* _AUFGABENSTELLUNG_
Gib den unten stehenden Text über Tests und die Lockdown-Verlängerung vollständig und Wort für Wort wieder.

Eine Kombination aus den Hinweisen von Woopen und Schleicher könnte da vielleicht helfen. Nach dem Motto: Beides bedenken heißt die Gesellschaft lenken.

Deutschland steht vor der nächsten Lockdown-Verlängerung.
Deutschland steht vor der nächsten Lockdown-Verlängerung.

© imago images/Eibner

Wenn etwa Ausgangsbeschränkungen wie in Frankreich in Deutschland doch nicht durchsetzbar sind - Tests für jeden sind es. Ein Gegenvorschlag von Woopen ist ja: Testen, testen, testen. Am besten erst einmal alle, und danach immer mal wieder Schnelltests, in Schulen und Büros. Nur auf das Reduzieren der Kontakte zu setzen, auf Inzidenzen, ist Woopen als Strategie zu wenig. Anders gesagt: Ist aus ihrer Sicht keine.

Man könnte dann übrigens auch gleich alle, die sich impfen lassen wollen, testen. Da würden schon viele herausgefiltert. Und wer will, muss nur einmal an einen Ort (in eine Art Impf-und Testzentrum in einem) gehen; das vereinfacht die Sache für alle Beteiligten stark. Ein gutes Gefühl, wenn man alles getan hat, gibt es obendrein.

* _QUELLENMATERIAL_
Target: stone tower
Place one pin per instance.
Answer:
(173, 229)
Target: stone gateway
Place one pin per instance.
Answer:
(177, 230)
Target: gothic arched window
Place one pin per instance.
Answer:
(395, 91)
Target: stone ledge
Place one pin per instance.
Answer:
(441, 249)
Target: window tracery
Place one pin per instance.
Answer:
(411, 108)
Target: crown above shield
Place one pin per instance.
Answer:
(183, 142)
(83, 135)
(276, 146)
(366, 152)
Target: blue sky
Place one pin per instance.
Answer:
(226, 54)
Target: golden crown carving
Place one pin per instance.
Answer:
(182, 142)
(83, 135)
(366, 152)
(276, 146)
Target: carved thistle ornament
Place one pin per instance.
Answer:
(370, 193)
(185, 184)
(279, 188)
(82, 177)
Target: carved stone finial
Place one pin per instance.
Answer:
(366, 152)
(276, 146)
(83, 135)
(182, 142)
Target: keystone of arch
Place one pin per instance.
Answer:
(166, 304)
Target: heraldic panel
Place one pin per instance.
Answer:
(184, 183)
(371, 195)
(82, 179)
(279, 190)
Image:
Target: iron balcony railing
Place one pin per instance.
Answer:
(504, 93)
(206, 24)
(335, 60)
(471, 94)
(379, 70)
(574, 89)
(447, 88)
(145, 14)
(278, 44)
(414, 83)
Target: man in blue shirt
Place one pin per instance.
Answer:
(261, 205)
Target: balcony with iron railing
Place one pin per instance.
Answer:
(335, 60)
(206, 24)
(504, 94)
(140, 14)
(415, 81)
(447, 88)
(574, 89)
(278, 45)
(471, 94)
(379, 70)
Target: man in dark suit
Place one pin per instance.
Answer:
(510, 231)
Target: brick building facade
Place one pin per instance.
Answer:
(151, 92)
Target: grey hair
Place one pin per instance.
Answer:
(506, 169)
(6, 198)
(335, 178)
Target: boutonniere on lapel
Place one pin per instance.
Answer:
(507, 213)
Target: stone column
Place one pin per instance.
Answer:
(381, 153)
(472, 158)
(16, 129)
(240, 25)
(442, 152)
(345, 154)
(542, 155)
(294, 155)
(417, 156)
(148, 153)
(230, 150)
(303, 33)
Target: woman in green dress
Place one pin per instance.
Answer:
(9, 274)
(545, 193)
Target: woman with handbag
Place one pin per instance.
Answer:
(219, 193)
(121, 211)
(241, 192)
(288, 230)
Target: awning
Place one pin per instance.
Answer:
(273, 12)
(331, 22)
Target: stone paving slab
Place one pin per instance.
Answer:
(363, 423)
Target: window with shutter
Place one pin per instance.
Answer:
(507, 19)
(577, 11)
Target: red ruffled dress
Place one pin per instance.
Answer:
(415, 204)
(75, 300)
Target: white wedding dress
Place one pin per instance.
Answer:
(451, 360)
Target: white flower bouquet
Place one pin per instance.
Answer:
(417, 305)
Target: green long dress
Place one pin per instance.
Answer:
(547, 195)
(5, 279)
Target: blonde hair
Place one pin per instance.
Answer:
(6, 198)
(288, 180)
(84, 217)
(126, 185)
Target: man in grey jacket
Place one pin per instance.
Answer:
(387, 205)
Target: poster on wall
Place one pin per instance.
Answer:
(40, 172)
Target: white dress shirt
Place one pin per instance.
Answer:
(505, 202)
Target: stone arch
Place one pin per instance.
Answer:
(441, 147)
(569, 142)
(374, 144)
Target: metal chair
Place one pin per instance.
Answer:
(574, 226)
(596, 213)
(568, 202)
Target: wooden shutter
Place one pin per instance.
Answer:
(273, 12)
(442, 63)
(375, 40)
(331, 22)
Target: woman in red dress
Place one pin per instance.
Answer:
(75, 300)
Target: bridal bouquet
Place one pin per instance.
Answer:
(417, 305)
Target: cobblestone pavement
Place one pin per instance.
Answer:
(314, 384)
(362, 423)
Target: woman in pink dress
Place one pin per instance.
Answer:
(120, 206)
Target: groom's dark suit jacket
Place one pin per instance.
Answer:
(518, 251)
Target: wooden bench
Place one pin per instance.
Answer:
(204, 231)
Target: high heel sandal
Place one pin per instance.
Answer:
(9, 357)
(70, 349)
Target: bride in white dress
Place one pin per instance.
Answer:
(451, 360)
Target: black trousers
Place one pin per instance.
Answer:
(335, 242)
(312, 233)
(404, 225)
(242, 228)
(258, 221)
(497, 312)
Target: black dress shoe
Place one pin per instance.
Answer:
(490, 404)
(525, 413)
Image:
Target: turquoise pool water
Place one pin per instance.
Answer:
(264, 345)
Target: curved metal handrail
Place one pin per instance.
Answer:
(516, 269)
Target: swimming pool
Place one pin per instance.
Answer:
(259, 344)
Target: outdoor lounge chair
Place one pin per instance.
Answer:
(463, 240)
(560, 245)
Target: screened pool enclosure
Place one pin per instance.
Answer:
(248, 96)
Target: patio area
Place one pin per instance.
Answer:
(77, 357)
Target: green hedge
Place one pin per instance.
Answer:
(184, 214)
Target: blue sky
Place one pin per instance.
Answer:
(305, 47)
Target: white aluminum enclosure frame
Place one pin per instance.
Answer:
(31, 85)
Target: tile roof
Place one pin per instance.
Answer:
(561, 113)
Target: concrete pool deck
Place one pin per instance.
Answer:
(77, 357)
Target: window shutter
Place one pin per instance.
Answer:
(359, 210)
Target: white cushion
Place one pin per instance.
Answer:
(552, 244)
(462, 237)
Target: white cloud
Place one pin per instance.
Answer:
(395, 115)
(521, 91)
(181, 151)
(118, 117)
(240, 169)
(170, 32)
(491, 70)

* _LÖSUNG_
Eine Kombination aus den Hinweisen von Woopen und Schleicher könnte da vielleicht helfen. Nach dem Motto: Beides bedenken heißt die Gesellschaft lenken.

Deutschland steht vor der nächsten Lockdown-Verlängerung.
Deutschland steht vor der nächsten Lockdown-Verlängerung.

© imago images/Eibner

Wenn etwa Ausgangsbeschränkungen wie in Frankreich in Deutschland doch nicht durchsetzbar sind - Tests für jeden sind es. Ein Gegenvorschlag von Woopen ist ja: Testen, testen, testen. Am besten erst einmal alle, und danach immer mal wieder Schnelltests, in Schulen und Büros. Nur auf das Reduzieren der Kontakte zu setzen, auf Inzidenzen, ist Woopen als Strategie zu wenig. Anders gesagt: Ist aus ihrer Sicht keine.

Man könnte dann übrigens auch gleich alle, die sich impfen lassen wollen, testen. Da würden schon viele herausgefiltert. Und wer will, muss nur einmal an einen Ort (in eine Art Impf-und Testzentrum in einem) gehen; das vereinfacht die Sache für alle Beteiligten stark. Ein gutes Gefühl, wenn man alles getan hat, gibt es obendrein.